▶ [TASK TO COMPLETE]:
Return the whole listing, line for line, without the pictures in it.

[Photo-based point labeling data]
--- start ---
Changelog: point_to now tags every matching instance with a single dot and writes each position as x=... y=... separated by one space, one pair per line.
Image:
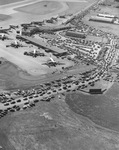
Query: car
x=36 y=101
x=6 y=104
x=30 y=97
x=35 y=96
x=18 y=101
x=13 y=102
x=12 y=110
x=48 y=92
x=26 y=103
x=25 y=99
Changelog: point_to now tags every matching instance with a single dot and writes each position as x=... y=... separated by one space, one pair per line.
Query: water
x=100 y=109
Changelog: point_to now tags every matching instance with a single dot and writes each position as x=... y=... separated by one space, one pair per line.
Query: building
x=75 y=34
x=101 y=19
x=37 y=42
x=95 y=91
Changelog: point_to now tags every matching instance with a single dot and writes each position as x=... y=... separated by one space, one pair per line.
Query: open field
x=96 y=108
x=54 y=126
x=4 y=2
x=71 y=119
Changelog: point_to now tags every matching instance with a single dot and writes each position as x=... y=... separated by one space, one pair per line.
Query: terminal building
x=45 y=29
x=106 y=15
x=101 y=19
x=75 y=34
x=48 y=48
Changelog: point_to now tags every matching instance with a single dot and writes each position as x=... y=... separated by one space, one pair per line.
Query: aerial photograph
x=59 y=74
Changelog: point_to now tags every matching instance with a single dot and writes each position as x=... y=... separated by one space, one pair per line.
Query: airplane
x=34 y=53
x=52 y=63
x=15 y=45
x=4 y=37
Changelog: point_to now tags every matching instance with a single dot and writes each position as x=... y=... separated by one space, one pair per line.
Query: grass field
x=4 y=2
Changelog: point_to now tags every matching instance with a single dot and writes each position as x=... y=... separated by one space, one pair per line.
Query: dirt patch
x=41 y=8
x=100 y=109
x=4 y=2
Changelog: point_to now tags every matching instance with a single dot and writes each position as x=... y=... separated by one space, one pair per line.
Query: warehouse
x=75 y=34
x=101 y=19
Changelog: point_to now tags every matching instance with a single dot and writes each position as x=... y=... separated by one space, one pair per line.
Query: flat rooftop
x=43 y=44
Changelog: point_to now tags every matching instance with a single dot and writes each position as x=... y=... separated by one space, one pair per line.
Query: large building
x=101 y=19
x=33 y=30
x=37 y=42
x=75 y=34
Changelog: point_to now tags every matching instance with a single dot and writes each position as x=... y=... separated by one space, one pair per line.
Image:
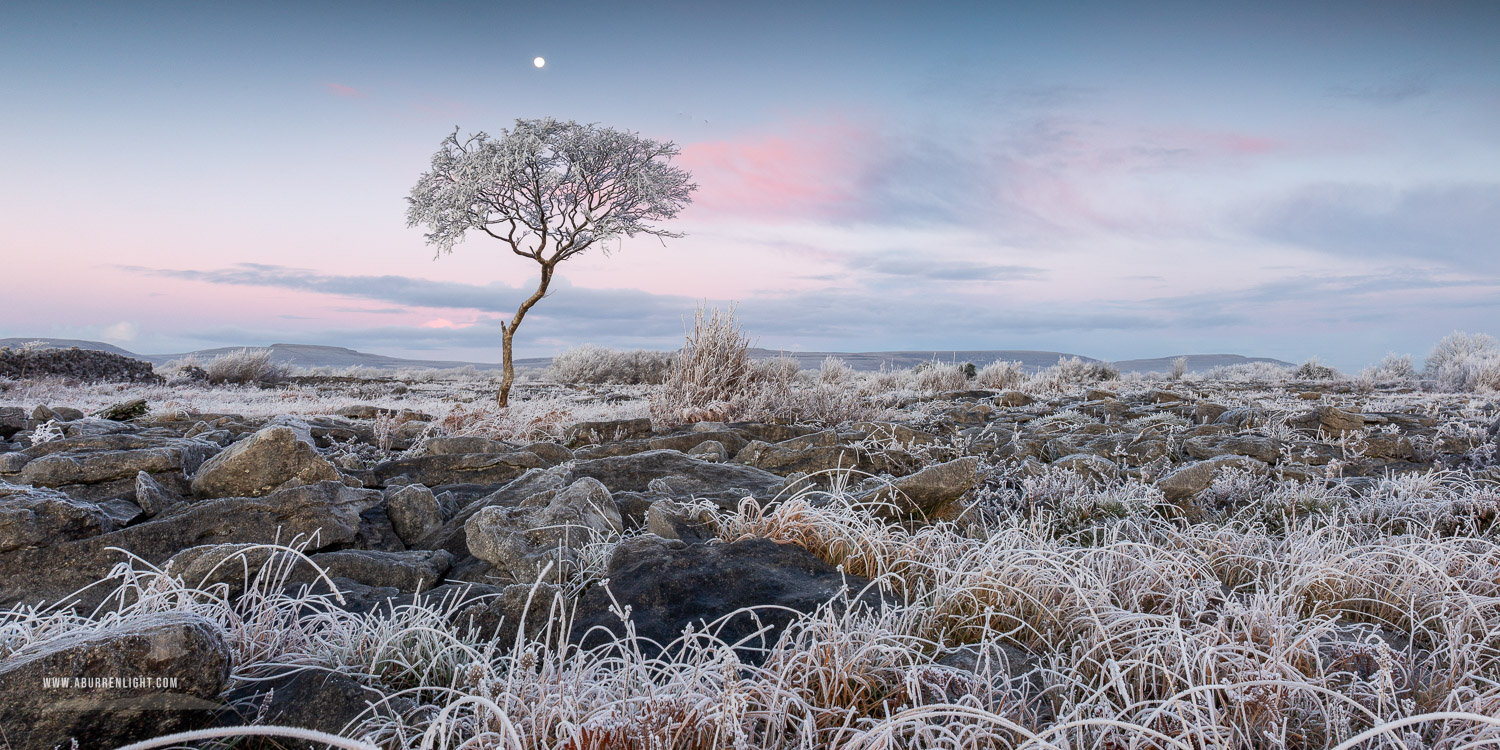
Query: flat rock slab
x=132 y=681
x=690 y=476
x=459 y=468
x=330 y=509
x=671 y=585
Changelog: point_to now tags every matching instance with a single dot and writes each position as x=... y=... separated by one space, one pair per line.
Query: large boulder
x=458 y=468
x=411 y=570
x=260 y=464
x=134 y=680
x=414 y=512
x=1254 y=446
x=54 y=470
x=1188 y=480
x=452 y=534
x=596 y=432
x=927 y=491
x=12 y=420
x=501 y=618
x=306 y=699
x=668 y=585
x=38 y=516
x=689 y=476
x=327 y=509
x=545 y=533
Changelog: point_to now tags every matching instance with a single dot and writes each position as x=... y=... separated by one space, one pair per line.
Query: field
x=1242 y=558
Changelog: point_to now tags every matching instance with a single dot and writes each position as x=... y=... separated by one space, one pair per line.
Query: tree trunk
x=509 y=332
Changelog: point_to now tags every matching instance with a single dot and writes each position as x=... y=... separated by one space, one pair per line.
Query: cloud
x=914 y=266
x=1385 y=93
x=344 y=90
x=120 y=332
x=1454 y=224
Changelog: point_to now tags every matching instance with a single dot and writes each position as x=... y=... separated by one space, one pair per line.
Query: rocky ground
x=1325 y=558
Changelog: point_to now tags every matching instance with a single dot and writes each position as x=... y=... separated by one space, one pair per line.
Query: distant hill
x=873 y=360
x=315 y=356
x=65 y=344
x=1196 y=362
x=294 y=354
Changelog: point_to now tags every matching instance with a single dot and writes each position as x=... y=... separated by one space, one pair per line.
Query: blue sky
x=1113 y=180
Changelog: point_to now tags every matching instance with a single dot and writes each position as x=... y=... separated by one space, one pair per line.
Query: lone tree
x=549 y=191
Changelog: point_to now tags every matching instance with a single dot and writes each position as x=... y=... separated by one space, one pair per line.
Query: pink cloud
x=810 y=168
x=344 y=90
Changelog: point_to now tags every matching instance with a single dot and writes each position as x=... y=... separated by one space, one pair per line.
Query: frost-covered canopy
x=549 y=189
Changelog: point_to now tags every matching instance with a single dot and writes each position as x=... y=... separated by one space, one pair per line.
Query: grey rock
x=552 y=453
x=1191 y=479
x=152 y=497
x=687 y=522
x=635 y=474
x=710 y=450
x=306 y=699
x=458 y=468
x=464 y=444
x=1253 y=446
x=533 y=537
x=1097 y=468
x=176 y=645
x=260 y=464
x=12 y=420
x=927 y=491
x=501 y=618
x=414 y=512
x=1013 y=398
x=452 y=534
x=327 y=509
x=12 y=461
x=596 y=432
x=413 y=570
x=671 y=585
x=38 y=516
x=53 y=470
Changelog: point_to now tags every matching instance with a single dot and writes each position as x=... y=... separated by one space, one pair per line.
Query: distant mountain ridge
x=318 y=356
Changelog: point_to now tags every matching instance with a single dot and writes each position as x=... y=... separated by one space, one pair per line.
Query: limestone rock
x=527 y=539
x=182 y=657
x=260 y=464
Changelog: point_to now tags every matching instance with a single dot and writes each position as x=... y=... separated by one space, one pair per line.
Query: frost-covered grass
x=1289 y=617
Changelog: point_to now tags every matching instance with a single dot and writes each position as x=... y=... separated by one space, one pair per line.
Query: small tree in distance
x=549 y=191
--- end ---
▶ [RESULT]:
Changelog: point_to now tags every matching instance with a single dot and writes each position as x=... y=... separated by one space, one pair per line.
Image:
Query: car
x=36 y=101
x=6 y=104
x=30 y=97
x=35 y=96
x=18 y=101
x=13 y=102
x=12 y=110
x=48 y=92
x=26 y=103
x=25 y=99
Changelog: point_to now tags every matching instance with a single dot and writes each position as x=... y=... separated by one space, one pair per line.
Query: water
x=100 y=109
Changelog: point_to now tags every matching instance with a single dot and writes each position as x=... y=... separated by one space, one pair per line.
Query: building
x=75 y=34
x=101 y=19
x=37 y=42
x=95 y=91
Changelog: point_to now tags every matching instance with a single dot and writes each position as x=... y=... separated by one space, one pair per line.
Query: open field
x=96 y=108
x=54 y=126
x=4 y=2
x=71 y=119
Changelog: point_to now tags every matching instance with a single dot and writes each position as x=... y=... separated by one space, one pair per line.
Query: terminal building
x=45 y=29
x=106 y=15
x=101 y=19
x=75 y=34
x=48 y=48
Changelog: point_to now tags every matching instance with a single dot and writes each position as x=... y=... separated by one space, one pair per line.
Query: aerial photograph
x=59 y=74
Changelog: point_to now tags every matching instance with a single dot and writes each position as x=... y=... separated by one space, one pair per line.
Query: airplane
x=34 y=53
x=52 y=63
x=15 y=45
x=4 y=37
Changelog: point_to now tags every matching instance with a single dot and writes each position as x=... y=... separated by one space, one pair per line.
Query: grass field
x=4 y=2
Changelog: point_to now tags every matching instance with a single dot and writes each position as x=... y=... separated by one space, one pair per line.
Query: dirt patch
x=41 y=8
x=100 y=109
x=4 y=2
Changelog: point_to now tags every matching instance with a single dot and writes each position as x=... y=... separated by one space, one pair per line.
Query: warehouse
x=75 y=34
x=101 y=19
Changelog: point_to now tags every matching instance with a single dot and writes each position as x=... y=... separated by one space, one pair per line.
Query: flat rooftop
x=43 y=44
Changelog: point_to now tags every matching instance with a single dot and writes each position as x=... y=... separated by one space, one pair per line.
Query: large building
x=101 y=19
x=33 y=30
x=37 y=42
x=75 y=34
Changelog: point_to now tags every matching instance with a single dot and writes each position as x=... y=... separated by one space, one pair per line.
Image:
Query: flat rock slab
x=132 y=681
x=690 y=476
x=459 y=468
x=330 y=509
x=671 y=585
Changelog: point_to now tags every matching instance with a single dot and writes each position as x=... y=... separated by one space, one pair per line.
Query: large boulder
x=458 y=468
x=411 y=570
x=260 y=464
x=134 y=680
x=414 y=512
x=1254 y=446
x=54 y=470
x=1188 y=480
x=452 y=534
x=596 y=432
x=927 y=491
x=12 y=420
x=501 y=618
x=306 y=699
x=668 y=585
x=38 y=516
x=689 y=476
x=327 y=509
x=545 y=533
Changelog: point_to now tags every matching instance with a single dot and writes each position as x=... y=... separated by one space, one pair per line.
Query: field
x=1242 y=558
Changelog: point_to now tags every matching instance with a single dot and writes each position as x=... y=... separated by one space, one pair per line.
Query: tree trunk
x=509 y=332
Changelog: point_to now tags every matching instance with a single dot and writes each position as x=... y=... separated by one space, one pair per line.
Query: cloud
x=914 y=266
x=1385 y=93
x=344 y=90
x=120 y=332
x=1454 y=224
Changelog: point_to now tags every matching instance with a single dot and writes each position as x=... y=... separated by one space, one pair per line.
Query: rocky ground
x=1325 y=558
Changelog: point_to now tags every matching instance with a single dot and writes each position as x=... y=... separated by one space, one pair per line.
Query: distant hill
x=873 y=360
x=315 y=356
x=65 y=344
x=1196 y=362
x=294 y=354
Changelog: point_to now tags every matching instance with a single dot and writes each position as x=... y=... separated by one space, one pair per line.
Query: blue sky
x=1113 y=180
Changelog: point_to now tags every matching instance with a single dot and writes each position as x=... y=... separated by one space, one pair per line.
Query: lone tree
x=549 y=191
Changelog: point_to now tags every matching instance with a single dot and writes each position as x=... y=... separated by one space, one pair per line.
Query: pink cloud
x=810 y=168
x=344 y=90
Changelog: point_to now tags every matching instance with a single dot and writes each position as x=... y=... separated by one space, one pair per line.
Query: frost-covered canopy
x=549 y=189
Changelog: point_to now tags every matching instance with a single dot and writes each position as x=... y=... separated by one space, one pair per line.
Query: grey rock
x=552 y=453
x=1191 y=479
x=152 y=497
x=687 y=522
x=635 y=474
x=710 y=450
x=306 y=699
x=458 y=468
x=464 y=444
x=1253 y=446
x=533 y=537
x=1097 y=468
x=176 y=645
x=260 y=464
x=12 y=420
x=927 y=491
x=501 y=618
x=414 y=512
x=1013 y=398
x=452 y=534
x=327 y=509
x=12 y=461
x=596 y=432
x=413 y=570
x=671 y=585
x=38 y=516
x=53 y=470
Changelog: point_to now tags every matching instance with a single dot and writes each position as x=... y=... separated by one space, one pair per line.
Query: distant mountain ridge
x=318 y=356
Changelog: point_to now tags every matching instance with a single dot and writes each position as x=... y=... separated by one space, one pair per line.
Query: limestone rock
x=527 y=539
x=182 y=657
x=260 y=464
Changelog: point_to now tags every matching instance with a single dot and writes each position as x=... y=... separated by one space, one pair per line.
Query: frost-covered grass
x=1289 y=617
Changelog: point_to now tags every matching instance with a single dot and writes each position as x=... y=... separated by one space, one pair per line.
Query: small tree in distance
x=549 y=191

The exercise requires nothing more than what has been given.